▶ _How to complete this task_
Write out all entries word for word.

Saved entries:

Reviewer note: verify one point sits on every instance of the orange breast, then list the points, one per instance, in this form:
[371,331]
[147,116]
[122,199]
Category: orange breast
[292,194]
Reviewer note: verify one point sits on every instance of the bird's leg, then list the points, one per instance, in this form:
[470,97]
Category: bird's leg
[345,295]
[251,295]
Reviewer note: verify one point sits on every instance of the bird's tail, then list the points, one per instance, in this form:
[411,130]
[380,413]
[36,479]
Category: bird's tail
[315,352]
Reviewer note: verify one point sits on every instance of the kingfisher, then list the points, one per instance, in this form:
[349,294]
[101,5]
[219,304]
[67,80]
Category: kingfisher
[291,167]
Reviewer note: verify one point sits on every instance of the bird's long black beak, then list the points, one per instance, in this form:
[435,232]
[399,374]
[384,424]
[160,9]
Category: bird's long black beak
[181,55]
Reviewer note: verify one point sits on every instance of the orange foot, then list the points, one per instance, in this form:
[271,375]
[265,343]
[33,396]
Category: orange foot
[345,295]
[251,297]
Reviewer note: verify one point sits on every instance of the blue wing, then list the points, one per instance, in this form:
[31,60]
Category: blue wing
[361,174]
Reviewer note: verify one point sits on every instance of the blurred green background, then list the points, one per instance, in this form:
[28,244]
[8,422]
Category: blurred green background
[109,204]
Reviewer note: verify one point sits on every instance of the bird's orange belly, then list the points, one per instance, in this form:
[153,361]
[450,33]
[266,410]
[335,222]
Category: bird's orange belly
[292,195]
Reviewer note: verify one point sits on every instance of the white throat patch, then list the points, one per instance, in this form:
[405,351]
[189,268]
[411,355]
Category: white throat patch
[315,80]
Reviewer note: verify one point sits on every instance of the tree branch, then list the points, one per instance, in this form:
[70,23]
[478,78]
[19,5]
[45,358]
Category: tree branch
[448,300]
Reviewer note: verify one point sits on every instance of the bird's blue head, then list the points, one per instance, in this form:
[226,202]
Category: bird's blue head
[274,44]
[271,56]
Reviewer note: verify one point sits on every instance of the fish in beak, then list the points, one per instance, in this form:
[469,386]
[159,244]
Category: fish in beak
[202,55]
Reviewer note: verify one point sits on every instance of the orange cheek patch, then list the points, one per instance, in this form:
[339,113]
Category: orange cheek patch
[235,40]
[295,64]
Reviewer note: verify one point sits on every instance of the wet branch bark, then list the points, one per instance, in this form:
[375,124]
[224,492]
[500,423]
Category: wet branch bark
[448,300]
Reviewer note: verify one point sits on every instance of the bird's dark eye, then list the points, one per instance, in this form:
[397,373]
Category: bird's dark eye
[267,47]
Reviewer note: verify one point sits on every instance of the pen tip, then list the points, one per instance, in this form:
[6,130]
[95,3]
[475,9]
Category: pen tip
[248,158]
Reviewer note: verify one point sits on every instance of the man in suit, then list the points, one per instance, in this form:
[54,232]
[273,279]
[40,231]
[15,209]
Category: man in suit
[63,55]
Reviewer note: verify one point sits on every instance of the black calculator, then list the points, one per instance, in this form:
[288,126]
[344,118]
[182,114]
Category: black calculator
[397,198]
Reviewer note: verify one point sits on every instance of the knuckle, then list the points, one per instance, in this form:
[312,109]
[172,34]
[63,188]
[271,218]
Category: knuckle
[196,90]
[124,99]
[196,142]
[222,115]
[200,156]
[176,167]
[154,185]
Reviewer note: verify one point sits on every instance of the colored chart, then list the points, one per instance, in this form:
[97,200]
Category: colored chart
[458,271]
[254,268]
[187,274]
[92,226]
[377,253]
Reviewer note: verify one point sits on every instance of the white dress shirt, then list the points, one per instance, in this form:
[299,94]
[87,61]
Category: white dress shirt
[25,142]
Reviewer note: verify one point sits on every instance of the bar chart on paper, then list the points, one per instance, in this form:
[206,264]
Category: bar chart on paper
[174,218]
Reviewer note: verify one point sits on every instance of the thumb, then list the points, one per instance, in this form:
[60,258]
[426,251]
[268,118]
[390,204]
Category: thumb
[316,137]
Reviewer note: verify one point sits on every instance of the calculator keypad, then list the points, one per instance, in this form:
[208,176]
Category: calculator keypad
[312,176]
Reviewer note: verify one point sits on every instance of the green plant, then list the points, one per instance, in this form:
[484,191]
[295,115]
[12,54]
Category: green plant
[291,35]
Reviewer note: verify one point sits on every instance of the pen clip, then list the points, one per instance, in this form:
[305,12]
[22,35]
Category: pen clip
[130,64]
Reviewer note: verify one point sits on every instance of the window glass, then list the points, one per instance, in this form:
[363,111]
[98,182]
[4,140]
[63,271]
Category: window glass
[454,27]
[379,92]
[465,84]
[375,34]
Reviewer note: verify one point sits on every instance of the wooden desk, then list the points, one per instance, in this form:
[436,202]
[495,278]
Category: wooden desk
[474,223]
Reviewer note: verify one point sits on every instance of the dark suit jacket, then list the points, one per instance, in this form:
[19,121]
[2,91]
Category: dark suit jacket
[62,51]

▶ _Your solution_
Reviewer note: verify one point sits on every instance of the orange breast, then list the points, one per instance, in this form:
[371,331]
[147,116]
[122,199]
Category: orange breast
[292,194]
Reviewer note: verify one point sits on every instance of the bird's leg, then list the points, one per instance, in this form:
[470,97]
Category: bird's leg
[345,295]
[251,295]
Reviewer note: verify one point sits on every instance of the bird's tail, then list the points, one per instance, in this form:
[411,130]
[380,413]
[36,479]
Category: bird's tail
[315,352]
Reviewer note: verify one point sits on every instance of the kingfisher, then list the points, one per instance, in this form:
[349,294]
[101,5]
[219,304]
[67,80]
Category: kingfisher
[291,167]
Reviewer note: verify one point sits on every instance of the bird's long black beak, then list the points, one per instance, in this form:
[435,232]
[399,374]
[384,424]
[160,9]
Category: bird's long black beak
[181,55]
Reviewer note: verify one point sits on every instance of the orange foot, then list the points, one per instance, in this form:
[271,375]
[265,343]
[33,396]
Category: orange foot
[345,295]
[251,297]
Reviewer note: verify one point sits on every instance of the blue wing, then list the points, one per instance, in this form:
[31,60]
Category: blue wing
[361,174]
Reviewer note: verify one point sits on every instance of the blurred green background, then list the points, one per instance, in this form:
[28,244]
[8,422]
Category: blurred green background
[109,204]
Reviewer note: verify one point sits on every instance of the bird's orange belly, then list the points, one per instance, in this form:
[153,361]
[450,33]
[266,410]
[335,222]
Category: bird's orange belly
[292,195]
Reviewer note: verify one point sits on every instance of the white throat patch, then list the points, one per instance, in this form:
[405,351]
[189,268]
[411,355]
Category: white throat patch
[315,80]
Reviewer note: verify one point sits on every instance of the tree branch, then list the points, one per instance, in this form:
[70,23]
[478,78]
[19,5]
[45,358]
Category: tree branch
[448,300]
Reviewer note: verify one point sits on every instance of the bird's blue head, then list the points, one per instance, in this form:
[226,202]
Category: bird's blue head
[274,44]
[271,56]
Reviewer note: verify one point sits on every instance of the fish in beak, then list the points, one per instance, in this form:
[469,386]
[159,244]
Category: fish in beak
[202,55]
Reviewer note: verify one point sits on every instance of the orange cheek patch, then list the points, one per instance, in this form:
[339,113]
Category: orange cheek patch
[235,40]
[295,64]
Reviewer note: verify one point sits on every instance of the wet branch bark, then list the points, one per instance, in this form:
[375,124]
[224,492]
[500,423]
Category: wet branch bark
[448,300]
Reviewer note: verify one point sits on every instance of the bird's dark eye, then list the points, one per instance, in this form:
[397,373]
Category: bird's dark eye
[267,47]
Reviewer note: verify one point sits on every instance of the pen tip, then list the points, one per instance, in this form:
[6,130]
[95,3]
[475,9]
Category: pen tip
[248,158]
Reviewer note: verify one point sits on every instance of the man in suit, then list the points, one per instance, in this form:
[54,232]
[273,279]
[40,231]
[15,209]
Category: man in suit
[63,55]
Reviewer note: verify one point sits on every instance of the black calculator, then list the points, one per instance, in this form:
[288,126]
[344,118]
[182,114]
Category: black calculator
[397,198]
Reviewer note: verify one point sits on every instance of the knuckle, then list the points, one per instance, in this form:
[312,109]
[172,34]
[63,188]
[271,218]
Category: knuckle
[196,90]
[124,99]
[196,142]
[222,115]
[200,156]
[176,167]
[154,185]
Reviewer note: verify one point sits on every instance of the colored chart, then list the points, one per instance, in this form:
[97,200]
Category: colored chart
[458,271]
[254,268]
[187,274]
[92,226]
[377,253]
Reviewer note: verify one point sits on every instance of the white dress shirt, then list the points, one per instance, in this form:
[299,94]
[87,61]
Category: white dress shirt
[25,142]
Reviewer note: verify one point sits on every instance of the bar chart on paper, then list the points, one per instance, in this form:
[206,264]
Category: bar chart on paper
[174,218]
Reviewer note: verify one point sits on every instance of the thumb, then list the points, one per instance, in this form:
[60,258]
[426,251]
[268,118]
[390,204]
Category: thumb
[316,137]
Reviewer note: verify one point sits on every instance of the calculator keypad, then list the points, one per instance, in this form:
[208,176]
Category: calculator keypad
[312,176]
Reviewer note: verify one point sits on every instance of the green plant, then list the points, one per instance, in this form:
[484,191]
[295,115]
[12,54]
Category: green plant
[291,35]
Reviewer note: verify one point sits on every instance of the pen clip, then list the points, one per instance, in this form:
[305,12]
[22,35]
Category: pen clip
[130,64]
Reviewer note: verify one point sits on every instance of the window glass, then list the points, one per instance, in this form:
[363,111]
[98,182]
[4,140]
[63,271]
Category: window glass
[454,27]
[379,92]
[465,84]
[375,34]
Reviewer note: verify one point sits on every instance of the wooden desk, then list the points, one per instance, in this form:
[436,202]
[495,278]
Category: wooden desk
[474,223]
Reviewer note: verify one point sits on every instance of the dark suit jacket, then list the points, one per instance, in this form:
[19,121]
[2,91]
Category: dark suit jacket
[62,51]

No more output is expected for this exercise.